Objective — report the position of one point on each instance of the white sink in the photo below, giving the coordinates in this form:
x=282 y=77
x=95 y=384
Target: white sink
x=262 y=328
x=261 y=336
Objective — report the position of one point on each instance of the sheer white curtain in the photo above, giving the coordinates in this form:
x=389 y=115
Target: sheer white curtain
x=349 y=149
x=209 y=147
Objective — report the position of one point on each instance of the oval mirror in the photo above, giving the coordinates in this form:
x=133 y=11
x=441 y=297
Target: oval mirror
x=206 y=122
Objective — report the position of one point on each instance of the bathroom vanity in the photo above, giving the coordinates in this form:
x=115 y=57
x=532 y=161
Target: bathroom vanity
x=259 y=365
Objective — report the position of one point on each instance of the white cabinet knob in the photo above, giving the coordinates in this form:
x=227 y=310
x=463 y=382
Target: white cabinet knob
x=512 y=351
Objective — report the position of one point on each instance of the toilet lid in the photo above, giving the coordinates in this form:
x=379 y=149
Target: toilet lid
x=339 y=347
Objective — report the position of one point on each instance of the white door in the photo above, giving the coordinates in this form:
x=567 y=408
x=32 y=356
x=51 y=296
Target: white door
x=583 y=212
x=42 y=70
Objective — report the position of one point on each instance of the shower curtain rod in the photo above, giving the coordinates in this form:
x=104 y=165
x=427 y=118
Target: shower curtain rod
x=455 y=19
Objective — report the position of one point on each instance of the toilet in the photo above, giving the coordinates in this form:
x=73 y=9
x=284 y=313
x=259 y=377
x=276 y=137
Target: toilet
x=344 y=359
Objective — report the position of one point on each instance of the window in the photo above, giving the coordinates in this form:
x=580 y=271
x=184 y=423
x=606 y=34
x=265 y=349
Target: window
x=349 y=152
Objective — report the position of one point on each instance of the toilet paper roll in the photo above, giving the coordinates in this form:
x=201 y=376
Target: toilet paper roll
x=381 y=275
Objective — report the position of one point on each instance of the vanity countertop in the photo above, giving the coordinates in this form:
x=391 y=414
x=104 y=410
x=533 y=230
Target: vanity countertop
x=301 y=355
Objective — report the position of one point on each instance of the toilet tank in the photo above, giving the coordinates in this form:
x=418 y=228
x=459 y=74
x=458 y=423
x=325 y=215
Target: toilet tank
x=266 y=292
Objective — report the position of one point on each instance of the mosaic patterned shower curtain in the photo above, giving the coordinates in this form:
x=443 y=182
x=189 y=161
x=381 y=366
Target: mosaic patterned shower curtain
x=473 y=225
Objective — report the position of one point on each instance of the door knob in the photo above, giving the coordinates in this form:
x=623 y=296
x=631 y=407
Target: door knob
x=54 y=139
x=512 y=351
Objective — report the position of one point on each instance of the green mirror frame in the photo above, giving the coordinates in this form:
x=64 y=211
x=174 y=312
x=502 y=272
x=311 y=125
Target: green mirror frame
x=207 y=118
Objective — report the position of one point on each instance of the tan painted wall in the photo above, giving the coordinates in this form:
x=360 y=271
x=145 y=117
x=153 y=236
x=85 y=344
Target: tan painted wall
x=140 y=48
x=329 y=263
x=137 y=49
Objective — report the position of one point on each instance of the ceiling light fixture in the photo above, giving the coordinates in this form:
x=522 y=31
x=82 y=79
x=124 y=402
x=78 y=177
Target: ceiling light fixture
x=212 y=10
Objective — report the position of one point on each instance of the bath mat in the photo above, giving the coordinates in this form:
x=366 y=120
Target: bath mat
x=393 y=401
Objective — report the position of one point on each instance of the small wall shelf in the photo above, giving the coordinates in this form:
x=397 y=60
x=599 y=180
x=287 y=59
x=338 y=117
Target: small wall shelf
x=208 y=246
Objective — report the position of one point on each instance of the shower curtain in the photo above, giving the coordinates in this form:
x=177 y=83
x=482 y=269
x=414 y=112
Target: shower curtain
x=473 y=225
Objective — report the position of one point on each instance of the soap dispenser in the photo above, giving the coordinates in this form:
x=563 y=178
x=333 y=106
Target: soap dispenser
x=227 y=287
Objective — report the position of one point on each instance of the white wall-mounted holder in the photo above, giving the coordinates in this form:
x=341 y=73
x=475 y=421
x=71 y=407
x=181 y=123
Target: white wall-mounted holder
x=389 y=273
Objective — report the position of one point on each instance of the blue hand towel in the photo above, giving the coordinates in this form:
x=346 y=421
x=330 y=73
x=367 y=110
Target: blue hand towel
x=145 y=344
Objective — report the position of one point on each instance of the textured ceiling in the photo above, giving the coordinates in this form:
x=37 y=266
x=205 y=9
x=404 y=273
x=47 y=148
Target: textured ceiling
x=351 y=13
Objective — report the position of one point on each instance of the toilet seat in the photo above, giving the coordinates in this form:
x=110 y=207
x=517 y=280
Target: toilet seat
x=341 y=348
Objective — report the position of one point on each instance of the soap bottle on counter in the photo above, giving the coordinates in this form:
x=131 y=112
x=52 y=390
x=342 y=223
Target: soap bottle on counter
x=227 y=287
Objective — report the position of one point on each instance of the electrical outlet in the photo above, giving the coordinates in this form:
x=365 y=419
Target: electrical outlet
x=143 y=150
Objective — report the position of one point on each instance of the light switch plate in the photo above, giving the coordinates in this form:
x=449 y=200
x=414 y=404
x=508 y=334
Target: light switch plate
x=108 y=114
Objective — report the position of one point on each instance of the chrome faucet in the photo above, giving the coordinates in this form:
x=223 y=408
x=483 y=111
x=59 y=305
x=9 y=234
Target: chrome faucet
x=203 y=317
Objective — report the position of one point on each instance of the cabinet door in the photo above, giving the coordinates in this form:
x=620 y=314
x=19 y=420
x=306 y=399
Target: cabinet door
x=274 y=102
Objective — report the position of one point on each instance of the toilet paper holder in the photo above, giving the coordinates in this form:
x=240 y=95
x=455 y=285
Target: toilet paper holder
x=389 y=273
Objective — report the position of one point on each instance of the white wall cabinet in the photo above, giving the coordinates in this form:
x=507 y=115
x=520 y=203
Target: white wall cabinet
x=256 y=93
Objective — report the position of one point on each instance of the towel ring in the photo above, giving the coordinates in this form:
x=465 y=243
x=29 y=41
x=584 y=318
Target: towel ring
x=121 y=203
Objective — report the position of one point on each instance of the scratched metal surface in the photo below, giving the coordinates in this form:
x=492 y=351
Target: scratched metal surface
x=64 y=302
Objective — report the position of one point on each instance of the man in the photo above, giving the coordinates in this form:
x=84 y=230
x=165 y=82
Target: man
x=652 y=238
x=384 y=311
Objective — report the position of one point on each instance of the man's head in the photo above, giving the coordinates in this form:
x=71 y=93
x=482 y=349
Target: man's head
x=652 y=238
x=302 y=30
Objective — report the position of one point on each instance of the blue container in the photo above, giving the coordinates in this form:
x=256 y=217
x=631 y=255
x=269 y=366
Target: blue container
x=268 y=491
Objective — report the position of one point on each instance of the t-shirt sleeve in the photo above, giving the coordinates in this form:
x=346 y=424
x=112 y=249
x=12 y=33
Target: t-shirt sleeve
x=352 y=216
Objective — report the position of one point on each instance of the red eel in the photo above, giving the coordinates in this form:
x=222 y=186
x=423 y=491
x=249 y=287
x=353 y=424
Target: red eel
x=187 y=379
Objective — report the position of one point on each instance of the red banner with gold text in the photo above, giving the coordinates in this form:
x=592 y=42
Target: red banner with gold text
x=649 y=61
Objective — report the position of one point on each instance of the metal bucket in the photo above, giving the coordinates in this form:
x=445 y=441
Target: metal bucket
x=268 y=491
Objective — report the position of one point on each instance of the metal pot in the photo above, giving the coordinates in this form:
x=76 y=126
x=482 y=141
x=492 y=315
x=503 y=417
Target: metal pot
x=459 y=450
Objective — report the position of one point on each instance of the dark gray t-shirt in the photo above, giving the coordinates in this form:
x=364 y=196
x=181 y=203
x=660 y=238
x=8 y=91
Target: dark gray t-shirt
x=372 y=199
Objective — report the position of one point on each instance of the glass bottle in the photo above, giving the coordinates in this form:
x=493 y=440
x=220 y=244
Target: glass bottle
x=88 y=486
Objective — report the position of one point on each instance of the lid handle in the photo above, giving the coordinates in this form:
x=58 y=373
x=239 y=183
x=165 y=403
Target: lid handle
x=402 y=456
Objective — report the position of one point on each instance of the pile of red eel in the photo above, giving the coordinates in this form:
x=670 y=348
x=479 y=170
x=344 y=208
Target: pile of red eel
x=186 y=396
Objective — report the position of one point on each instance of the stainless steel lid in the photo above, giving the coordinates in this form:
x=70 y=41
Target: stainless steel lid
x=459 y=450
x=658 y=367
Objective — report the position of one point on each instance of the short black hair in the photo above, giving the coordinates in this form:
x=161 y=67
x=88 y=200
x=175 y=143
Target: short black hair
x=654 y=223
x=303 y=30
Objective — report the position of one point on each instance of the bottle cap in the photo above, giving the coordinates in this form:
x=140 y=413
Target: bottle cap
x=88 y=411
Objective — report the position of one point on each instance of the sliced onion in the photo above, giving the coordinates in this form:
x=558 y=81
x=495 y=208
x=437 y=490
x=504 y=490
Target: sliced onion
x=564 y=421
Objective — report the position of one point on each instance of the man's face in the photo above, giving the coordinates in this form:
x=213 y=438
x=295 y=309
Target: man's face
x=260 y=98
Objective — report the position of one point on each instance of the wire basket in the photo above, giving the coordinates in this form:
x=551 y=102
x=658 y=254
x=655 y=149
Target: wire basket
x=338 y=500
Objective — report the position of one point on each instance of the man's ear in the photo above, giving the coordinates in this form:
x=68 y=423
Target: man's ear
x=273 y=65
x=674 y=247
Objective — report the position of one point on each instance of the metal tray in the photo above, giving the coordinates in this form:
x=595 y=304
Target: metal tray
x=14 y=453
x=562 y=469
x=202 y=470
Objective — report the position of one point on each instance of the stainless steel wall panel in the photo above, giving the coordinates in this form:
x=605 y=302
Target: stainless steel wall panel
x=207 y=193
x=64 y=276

» Task brief
Convert everything in the data from the line containing "of the mosaic" down to the line containing "x=207 y=118", both of those lines included, into a numbered list, and leave out any blank lines.

» The response
1. Objective — report the position of one point on each instance of the mosaic patterned shower curtain in the photo above, giving the coordinates in this form:
2. x=443 y=182
3. x=189 y=161
4. x=381 y=366
5. Target: mosaic patterned shower curtain
6. x=473 y=225
7. Objective — report the position of one point on each instance of the door knob in the photo above, giving the coordinates in this form:
8. x=623 y=296
9. x=631 y=407
10. Target: door knob
11. x=54 y=139
12. x=512 y=351
13. Objective — report the position of one point on each instance of the green mirror frame in the photo above, giving the coordinates in this form:
14. x=64 y=211
15. x=174 y=312
16. x=502 y=272
17. x=311 y=125
18. Target: green mirror frame
19. x=207 y=118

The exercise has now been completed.